**SOAL TERTULIS 1**. Hitung baris catatan yang memuat kata "like". Tulis angkanya saja.

**TEKS BACAAN**.
◇ ◇ ◇ ◇

Tiga dari Sumsel Menguak COP
Oleh : Maspril Aries
Wartawan Utama/ Penggiat Kaki Bukit Literasi
PEKAN lalu ada banyak berita di media online dan media cetak yang memberi kabar tentang Bupati Musi Banyuasin (Muba) Dodi Reza Alex berbicara di forum internasional yang membahas tentang lingkungan khususnya tentang perubahan iklim di Madrid, Spanyol.
Bupati Muba Dodi Reza Alex tampil berbicara pada forum internasional bergengsi yang membahas tentang perubahan iklim – KTT Perubahan Iklim 2019 – The UN Climate Change Conference COP (Conference of the Parties) 25 yang berlangsung 2 – 13 Desember 2019.
Pada KTT Perubahan Iklim 2019 tersebut delegasi Indonesia dipimpin Wakil Menteri Lingkungan Hidup dan Kehutanan (LHK) Alue Dohong. Bupati Dodi Reza Alex berkesempatan tampil pada Kamis (5/12) pukul 16.40 waktu Spanyol. Di paviliun Indonesia Bupati Muba berbicara tentang implementasi kegiatan pengelolaan lanskap berbasis hutan.
Dodi tampil pada sesi Partnership in Sustainable Landscape Management in South Sumatra as A Model for Climate Change dengan menampilkan beberapa praktek keberhasilan yang baik (best management practice) tentang pembangunan hijau dan energi terbarukan di Kabupaten Musi Banyuasin.
Menurut berita-berita tersebut, Bupati Dodi Reza Alex tampil berbicara di forum internasional tersebut untuk yang kedua kalinya. Benarkah berita tersebut, saya pun mencoba mencari jawabannya dengan menelusuri jejak digitalnya di internet. Saya menemukan jawabannya, pada COP 24 yang berlangsung 2018 di Katowice, Polandia.

◇ ◇ ◇ ◇

**SOAL TERTULIS 2**. Sebutkan semua nama orang yang muncul dalam teks bacaan di atas.

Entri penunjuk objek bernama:
◇ ◇ ◇ ◇

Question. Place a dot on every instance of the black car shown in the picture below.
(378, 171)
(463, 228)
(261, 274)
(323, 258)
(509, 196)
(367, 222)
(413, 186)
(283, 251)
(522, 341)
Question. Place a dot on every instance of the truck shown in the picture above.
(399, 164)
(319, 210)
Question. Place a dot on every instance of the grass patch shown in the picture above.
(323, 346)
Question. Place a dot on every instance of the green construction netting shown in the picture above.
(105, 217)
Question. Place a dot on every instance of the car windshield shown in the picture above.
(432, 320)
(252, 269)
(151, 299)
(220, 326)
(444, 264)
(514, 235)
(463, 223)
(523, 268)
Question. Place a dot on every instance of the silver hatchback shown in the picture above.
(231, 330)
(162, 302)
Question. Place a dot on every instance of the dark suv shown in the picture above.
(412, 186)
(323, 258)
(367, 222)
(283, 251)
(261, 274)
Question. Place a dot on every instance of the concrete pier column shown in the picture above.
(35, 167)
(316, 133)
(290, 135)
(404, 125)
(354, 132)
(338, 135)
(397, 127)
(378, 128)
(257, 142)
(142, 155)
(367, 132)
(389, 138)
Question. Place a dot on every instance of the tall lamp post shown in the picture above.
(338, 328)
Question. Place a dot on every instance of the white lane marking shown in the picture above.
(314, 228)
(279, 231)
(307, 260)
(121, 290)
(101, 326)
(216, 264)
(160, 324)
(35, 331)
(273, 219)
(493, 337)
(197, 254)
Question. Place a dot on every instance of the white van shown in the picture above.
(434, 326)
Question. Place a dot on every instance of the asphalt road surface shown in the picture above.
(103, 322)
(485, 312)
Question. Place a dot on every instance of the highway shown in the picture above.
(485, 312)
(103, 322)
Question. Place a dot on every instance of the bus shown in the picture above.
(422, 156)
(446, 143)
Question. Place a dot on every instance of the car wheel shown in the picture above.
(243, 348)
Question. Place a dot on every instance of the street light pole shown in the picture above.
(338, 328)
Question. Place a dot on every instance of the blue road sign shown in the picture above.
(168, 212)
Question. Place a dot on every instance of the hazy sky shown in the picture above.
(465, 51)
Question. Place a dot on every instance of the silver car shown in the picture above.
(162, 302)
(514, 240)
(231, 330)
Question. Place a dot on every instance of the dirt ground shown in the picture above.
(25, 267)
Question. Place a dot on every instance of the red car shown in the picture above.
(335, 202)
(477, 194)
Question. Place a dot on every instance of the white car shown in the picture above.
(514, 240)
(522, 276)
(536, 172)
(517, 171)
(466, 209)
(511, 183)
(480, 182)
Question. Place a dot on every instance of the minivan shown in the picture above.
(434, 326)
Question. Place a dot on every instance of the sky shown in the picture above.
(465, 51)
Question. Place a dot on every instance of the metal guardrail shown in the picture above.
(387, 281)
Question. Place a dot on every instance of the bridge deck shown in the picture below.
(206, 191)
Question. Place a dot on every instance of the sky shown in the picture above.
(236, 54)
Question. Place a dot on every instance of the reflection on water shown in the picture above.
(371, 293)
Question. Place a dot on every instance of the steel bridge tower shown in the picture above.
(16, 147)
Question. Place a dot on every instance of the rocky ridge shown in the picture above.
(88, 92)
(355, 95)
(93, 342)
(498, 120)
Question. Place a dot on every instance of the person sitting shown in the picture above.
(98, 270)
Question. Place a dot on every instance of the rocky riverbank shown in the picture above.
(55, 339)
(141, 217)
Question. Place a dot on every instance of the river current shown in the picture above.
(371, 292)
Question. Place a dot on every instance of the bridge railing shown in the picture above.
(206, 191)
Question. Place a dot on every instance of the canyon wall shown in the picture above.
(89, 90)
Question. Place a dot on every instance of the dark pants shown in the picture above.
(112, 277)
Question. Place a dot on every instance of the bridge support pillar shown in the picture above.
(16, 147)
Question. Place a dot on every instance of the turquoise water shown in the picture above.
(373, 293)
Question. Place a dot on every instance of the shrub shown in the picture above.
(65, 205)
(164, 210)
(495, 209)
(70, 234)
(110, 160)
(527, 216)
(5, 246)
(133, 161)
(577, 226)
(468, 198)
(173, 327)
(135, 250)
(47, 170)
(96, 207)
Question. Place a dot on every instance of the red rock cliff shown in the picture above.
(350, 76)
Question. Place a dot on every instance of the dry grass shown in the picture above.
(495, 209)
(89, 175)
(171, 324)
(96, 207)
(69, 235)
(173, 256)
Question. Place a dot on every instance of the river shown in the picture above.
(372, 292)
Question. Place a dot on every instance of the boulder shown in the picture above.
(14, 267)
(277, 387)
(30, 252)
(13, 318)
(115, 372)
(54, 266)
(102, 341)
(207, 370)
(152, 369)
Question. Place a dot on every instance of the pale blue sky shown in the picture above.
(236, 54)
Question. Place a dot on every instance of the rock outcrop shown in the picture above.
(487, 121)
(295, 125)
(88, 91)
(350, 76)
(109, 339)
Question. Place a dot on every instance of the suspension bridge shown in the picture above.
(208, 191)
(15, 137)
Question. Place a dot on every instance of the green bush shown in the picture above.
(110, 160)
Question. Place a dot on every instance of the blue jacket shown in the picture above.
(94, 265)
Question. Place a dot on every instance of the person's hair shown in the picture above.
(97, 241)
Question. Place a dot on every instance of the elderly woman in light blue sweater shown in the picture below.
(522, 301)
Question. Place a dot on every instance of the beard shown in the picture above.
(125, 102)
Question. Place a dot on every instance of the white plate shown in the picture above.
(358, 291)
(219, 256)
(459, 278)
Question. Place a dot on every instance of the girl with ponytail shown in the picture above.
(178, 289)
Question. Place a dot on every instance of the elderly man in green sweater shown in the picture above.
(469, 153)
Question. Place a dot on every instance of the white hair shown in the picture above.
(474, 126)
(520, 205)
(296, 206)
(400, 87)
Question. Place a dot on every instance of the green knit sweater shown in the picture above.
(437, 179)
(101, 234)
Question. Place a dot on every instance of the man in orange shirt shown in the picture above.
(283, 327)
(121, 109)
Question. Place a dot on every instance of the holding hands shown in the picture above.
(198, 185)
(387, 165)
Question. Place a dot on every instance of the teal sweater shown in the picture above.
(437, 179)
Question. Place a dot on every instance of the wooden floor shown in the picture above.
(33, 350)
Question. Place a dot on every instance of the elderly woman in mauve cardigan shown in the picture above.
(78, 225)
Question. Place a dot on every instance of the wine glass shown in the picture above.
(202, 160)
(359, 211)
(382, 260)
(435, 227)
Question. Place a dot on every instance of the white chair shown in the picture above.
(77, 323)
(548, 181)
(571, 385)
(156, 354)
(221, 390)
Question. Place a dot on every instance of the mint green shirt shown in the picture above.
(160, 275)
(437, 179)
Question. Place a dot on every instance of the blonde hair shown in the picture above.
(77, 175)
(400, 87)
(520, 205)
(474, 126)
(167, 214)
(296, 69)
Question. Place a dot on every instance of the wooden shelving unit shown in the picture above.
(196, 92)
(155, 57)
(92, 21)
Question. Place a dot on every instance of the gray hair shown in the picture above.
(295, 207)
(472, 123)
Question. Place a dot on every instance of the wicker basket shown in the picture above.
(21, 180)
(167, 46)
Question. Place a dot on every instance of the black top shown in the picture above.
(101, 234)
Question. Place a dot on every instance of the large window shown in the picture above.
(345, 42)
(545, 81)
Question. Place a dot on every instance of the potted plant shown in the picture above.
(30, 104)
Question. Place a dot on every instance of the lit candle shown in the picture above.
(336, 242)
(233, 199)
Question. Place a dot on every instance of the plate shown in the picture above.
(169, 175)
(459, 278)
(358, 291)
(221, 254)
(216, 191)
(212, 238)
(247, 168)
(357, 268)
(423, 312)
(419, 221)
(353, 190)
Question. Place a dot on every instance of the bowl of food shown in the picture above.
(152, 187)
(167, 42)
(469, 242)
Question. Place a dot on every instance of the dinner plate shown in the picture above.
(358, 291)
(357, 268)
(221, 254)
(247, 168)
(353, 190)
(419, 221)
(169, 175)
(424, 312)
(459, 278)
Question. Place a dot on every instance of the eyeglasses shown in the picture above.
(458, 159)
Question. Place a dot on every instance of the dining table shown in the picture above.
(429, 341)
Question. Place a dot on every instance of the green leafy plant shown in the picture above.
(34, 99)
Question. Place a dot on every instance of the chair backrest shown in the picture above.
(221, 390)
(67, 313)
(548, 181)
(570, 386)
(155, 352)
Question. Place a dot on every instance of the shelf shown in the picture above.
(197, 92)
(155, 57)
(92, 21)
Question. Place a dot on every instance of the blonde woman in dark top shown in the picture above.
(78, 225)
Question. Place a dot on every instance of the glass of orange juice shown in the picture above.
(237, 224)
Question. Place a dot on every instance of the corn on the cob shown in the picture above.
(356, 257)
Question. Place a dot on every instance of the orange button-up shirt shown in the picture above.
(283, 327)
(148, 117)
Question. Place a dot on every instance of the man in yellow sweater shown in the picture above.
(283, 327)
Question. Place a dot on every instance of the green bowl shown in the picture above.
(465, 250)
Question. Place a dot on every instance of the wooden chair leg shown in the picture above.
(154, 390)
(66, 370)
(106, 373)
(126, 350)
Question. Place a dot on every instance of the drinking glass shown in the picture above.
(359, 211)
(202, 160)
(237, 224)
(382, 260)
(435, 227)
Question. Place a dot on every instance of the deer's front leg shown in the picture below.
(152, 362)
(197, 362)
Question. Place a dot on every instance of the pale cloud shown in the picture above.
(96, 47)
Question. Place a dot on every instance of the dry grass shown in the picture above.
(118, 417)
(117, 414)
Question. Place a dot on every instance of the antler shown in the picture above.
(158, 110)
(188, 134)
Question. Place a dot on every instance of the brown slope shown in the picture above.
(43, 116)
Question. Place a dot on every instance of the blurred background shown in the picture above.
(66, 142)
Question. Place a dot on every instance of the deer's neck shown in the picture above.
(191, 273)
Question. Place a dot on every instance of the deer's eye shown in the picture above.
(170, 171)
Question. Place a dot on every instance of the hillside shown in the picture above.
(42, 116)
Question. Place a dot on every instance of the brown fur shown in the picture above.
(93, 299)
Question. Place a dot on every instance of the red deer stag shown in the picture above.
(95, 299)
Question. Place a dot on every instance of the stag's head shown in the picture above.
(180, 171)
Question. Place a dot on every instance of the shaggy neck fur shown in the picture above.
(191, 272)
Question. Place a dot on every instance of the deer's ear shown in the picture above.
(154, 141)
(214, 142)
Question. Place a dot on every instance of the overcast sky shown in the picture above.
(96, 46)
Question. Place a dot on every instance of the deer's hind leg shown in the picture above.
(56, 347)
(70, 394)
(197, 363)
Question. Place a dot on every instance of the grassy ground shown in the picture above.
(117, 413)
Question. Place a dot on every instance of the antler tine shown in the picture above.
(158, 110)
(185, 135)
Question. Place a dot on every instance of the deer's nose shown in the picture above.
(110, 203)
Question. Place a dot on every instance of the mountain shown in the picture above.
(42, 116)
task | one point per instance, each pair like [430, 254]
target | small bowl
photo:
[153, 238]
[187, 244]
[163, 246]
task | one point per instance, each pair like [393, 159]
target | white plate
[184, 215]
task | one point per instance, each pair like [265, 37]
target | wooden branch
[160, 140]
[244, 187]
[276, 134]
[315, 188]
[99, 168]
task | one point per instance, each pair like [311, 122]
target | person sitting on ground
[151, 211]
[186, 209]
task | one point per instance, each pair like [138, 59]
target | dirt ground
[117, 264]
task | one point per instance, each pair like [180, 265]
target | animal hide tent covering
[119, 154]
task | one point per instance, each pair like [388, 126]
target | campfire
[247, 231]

◇ ◇ ◇ ◇

**JAWABAN TERTULIS 1**. 7

**JAWABAN TERTULIS 2**. Maspril Aries, Dodi Reza Alex, Alue Dohong